WHAT NEEDS TO BE DONE:
Switch "blue circular logo" to "round blue logo" in the lines from the start of the records up to and including the line with "pixel 269 380", and give those lines back with everything else unchanged. Leave the pictures out of your answer.
____
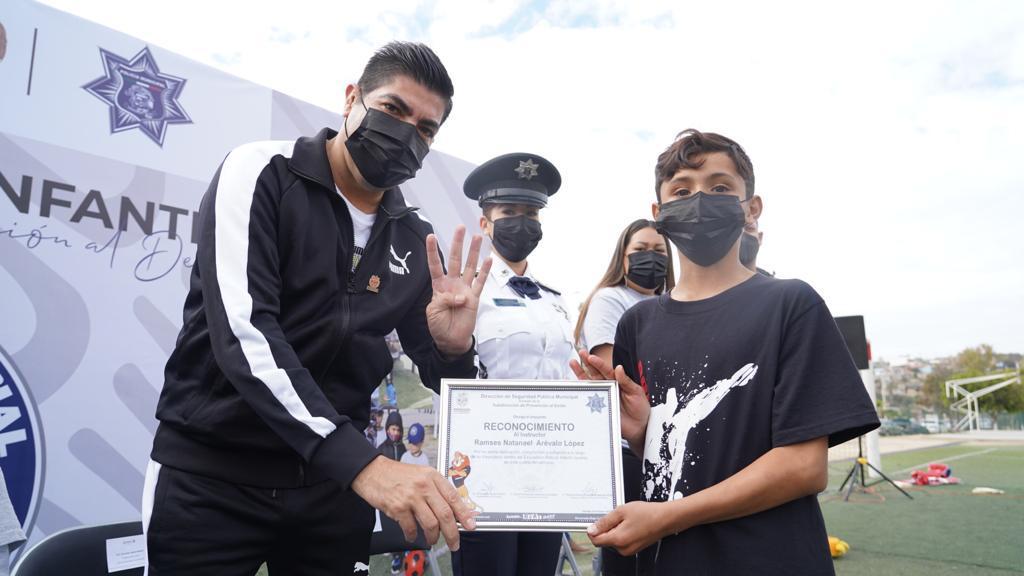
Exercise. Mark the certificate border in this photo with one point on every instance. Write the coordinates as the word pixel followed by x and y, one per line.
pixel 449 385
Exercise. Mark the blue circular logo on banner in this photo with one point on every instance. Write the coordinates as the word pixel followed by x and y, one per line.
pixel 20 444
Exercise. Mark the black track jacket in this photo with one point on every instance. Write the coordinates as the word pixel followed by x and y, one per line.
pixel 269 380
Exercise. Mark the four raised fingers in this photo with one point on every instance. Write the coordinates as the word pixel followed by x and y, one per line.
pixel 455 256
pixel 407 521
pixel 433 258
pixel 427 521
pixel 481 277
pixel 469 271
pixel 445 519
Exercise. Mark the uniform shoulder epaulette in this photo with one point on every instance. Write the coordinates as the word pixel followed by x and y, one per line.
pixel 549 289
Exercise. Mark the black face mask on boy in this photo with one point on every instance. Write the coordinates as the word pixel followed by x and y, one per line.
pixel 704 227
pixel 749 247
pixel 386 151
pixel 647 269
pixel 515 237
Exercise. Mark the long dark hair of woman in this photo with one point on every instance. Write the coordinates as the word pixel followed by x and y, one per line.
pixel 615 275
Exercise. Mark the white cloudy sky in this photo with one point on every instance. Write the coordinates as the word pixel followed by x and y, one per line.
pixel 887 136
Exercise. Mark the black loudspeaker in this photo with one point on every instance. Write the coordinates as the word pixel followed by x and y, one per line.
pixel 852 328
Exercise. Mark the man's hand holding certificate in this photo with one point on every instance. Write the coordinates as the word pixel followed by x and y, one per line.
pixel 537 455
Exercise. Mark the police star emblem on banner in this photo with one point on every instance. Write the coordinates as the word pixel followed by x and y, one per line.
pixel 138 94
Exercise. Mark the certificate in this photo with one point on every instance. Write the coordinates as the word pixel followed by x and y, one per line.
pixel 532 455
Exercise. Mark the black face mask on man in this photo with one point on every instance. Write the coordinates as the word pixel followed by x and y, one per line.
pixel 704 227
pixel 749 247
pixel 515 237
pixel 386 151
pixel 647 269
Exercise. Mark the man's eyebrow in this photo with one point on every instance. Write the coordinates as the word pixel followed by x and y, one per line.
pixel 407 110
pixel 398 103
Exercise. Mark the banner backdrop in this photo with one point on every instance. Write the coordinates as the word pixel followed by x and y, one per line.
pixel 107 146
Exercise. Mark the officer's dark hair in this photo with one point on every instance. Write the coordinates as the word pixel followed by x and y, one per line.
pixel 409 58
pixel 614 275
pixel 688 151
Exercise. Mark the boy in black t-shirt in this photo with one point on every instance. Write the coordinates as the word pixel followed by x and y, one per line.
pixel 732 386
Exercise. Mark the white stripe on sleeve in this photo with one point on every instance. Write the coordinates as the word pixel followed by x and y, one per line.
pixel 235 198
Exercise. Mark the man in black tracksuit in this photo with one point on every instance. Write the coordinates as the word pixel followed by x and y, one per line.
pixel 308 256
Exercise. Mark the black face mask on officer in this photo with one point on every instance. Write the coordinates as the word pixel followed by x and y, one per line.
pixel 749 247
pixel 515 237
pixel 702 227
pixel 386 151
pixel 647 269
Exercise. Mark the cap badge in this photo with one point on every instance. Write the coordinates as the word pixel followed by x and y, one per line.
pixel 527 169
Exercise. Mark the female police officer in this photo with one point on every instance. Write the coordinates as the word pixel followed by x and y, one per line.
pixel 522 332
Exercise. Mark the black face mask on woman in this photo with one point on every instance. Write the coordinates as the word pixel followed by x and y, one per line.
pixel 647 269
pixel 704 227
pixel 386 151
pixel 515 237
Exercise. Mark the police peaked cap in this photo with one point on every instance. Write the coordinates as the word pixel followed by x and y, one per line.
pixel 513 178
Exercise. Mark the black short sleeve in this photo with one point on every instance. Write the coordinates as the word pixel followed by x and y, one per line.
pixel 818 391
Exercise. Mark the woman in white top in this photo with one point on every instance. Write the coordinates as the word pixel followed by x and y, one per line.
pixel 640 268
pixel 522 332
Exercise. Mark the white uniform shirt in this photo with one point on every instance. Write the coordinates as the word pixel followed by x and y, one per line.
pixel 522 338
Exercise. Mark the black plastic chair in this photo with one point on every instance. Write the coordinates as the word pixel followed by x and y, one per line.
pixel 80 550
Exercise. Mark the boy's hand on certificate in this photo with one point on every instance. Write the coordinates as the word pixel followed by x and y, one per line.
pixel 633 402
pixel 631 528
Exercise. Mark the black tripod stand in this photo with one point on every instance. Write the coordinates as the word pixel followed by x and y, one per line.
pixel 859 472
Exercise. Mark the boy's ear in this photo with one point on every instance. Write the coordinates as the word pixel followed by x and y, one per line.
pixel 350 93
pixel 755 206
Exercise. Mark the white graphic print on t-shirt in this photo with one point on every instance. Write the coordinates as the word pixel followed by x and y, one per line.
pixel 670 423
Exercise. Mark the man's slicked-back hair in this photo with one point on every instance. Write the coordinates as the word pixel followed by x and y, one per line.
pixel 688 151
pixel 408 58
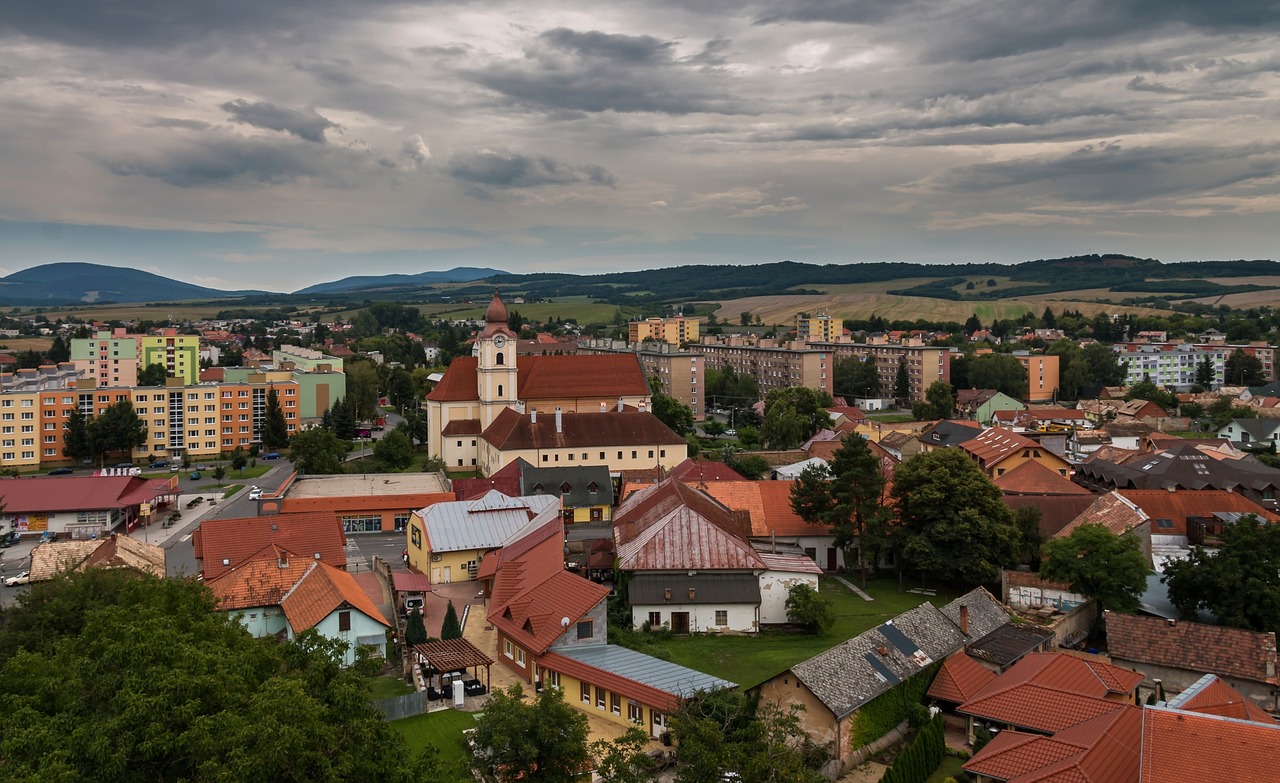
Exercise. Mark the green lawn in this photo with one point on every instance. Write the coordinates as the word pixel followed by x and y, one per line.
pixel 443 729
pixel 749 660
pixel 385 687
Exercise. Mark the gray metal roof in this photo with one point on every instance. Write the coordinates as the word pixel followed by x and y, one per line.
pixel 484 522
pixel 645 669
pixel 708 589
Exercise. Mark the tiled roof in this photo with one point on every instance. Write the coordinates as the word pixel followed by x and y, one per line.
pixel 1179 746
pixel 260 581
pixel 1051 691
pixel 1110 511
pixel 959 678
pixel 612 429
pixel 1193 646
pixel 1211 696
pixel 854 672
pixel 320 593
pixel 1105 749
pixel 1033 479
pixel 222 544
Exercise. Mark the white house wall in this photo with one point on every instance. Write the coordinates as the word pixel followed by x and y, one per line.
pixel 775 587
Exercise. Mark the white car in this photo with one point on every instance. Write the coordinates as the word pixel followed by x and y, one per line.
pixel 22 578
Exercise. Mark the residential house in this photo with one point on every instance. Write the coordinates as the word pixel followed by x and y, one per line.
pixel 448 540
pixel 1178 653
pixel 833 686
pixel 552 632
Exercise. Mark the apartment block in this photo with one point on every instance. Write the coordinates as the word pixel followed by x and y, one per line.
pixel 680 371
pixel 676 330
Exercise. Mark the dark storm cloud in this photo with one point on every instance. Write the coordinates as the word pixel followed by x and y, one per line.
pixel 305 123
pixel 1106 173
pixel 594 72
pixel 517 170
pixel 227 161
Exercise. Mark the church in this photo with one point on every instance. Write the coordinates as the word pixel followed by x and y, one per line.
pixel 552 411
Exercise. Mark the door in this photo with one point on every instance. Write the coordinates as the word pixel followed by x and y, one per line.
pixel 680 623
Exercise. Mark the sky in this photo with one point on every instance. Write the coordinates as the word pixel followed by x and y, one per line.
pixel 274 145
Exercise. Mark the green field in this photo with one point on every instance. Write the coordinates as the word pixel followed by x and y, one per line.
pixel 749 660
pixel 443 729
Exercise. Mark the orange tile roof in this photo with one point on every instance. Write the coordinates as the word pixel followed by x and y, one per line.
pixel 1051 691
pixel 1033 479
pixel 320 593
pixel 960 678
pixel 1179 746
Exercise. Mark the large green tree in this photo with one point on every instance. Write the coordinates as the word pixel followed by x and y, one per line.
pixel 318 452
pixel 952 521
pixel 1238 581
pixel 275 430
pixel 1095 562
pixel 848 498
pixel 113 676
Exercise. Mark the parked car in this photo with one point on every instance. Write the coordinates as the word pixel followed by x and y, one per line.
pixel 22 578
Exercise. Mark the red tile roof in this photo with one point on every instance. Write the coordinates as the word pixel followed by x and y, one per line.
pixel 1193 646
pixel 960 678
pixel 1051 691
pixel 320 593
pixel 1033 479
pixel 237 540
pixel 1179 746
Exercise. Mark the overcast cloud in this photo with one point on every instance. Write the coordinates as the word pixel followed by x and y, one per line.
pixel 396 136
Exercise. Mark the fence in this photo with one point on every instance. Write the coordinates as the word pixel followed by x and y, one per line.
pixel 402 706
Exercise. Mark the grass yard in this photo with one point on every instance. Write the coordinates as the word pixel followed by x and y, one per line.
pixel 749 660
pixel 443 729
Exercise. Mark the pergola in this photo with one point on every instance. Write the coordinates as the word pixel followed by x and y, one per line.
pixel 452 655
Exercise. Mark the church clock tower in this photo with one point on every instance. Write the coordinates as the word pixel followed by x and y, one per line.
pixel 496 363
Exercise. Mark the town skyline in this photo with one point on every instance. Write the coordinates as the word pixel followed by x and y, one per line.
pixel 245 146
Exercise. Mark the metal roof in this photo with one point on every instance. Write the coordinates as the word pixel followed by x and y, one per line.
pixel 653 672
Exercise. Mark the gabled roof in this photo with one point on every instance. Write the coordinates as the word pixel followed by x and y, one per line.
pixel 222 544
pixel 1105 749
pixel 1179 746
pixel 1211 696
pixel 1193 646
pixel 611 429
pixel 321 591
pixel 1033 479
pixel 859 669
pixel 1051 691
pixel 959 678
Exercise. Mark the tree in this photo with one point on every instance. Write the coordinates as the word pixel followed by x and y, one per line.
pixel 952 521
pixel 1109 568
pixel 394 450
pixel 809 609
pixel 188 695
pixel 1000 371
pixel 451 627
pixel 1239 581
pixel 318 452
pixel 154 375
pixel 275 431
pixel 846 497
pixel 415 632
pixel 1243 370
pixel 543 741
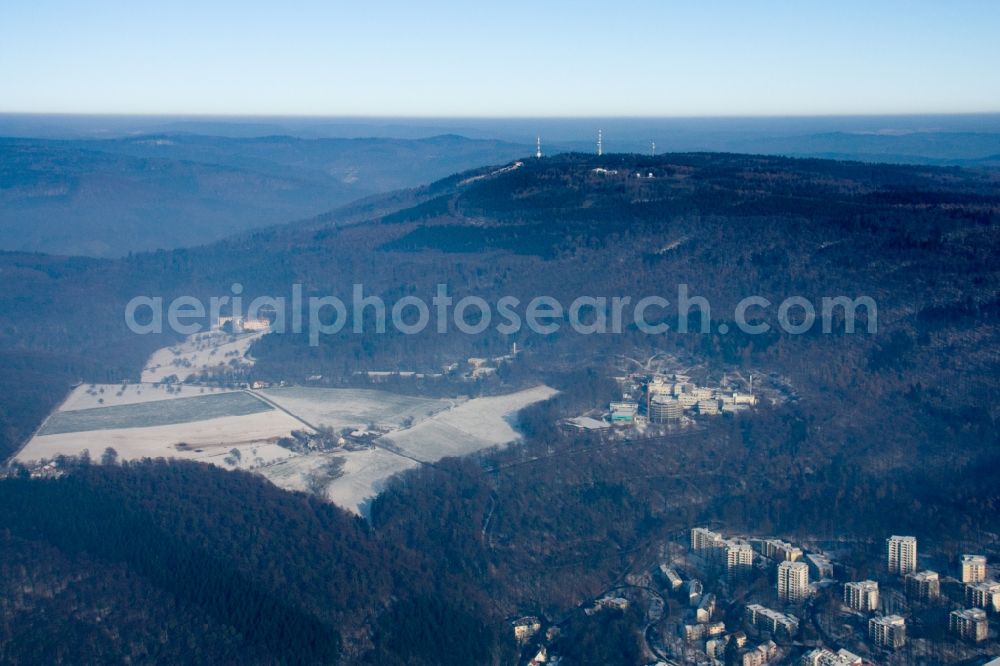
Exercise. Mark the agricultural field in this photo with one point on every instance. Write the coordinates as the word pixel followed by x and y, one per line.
____
EXERCISE ANSWER:
Exercise. Mark the certificate border in this photo with one point on every instance. Write the coordinates as the word pixel followed by x and y, one per line.
pixel 449 385
Exercise. Mark the round blue logo on banner in this photo with one point on every instance. Write the coordinates as the word pixel followed by x and y, one per line.
pixel 20 444
Exercise. Mark the black track jacket in this photo with one point on every instance. Write the coordinates as the word pixel followed by x and y, one per line.
pixel 269 380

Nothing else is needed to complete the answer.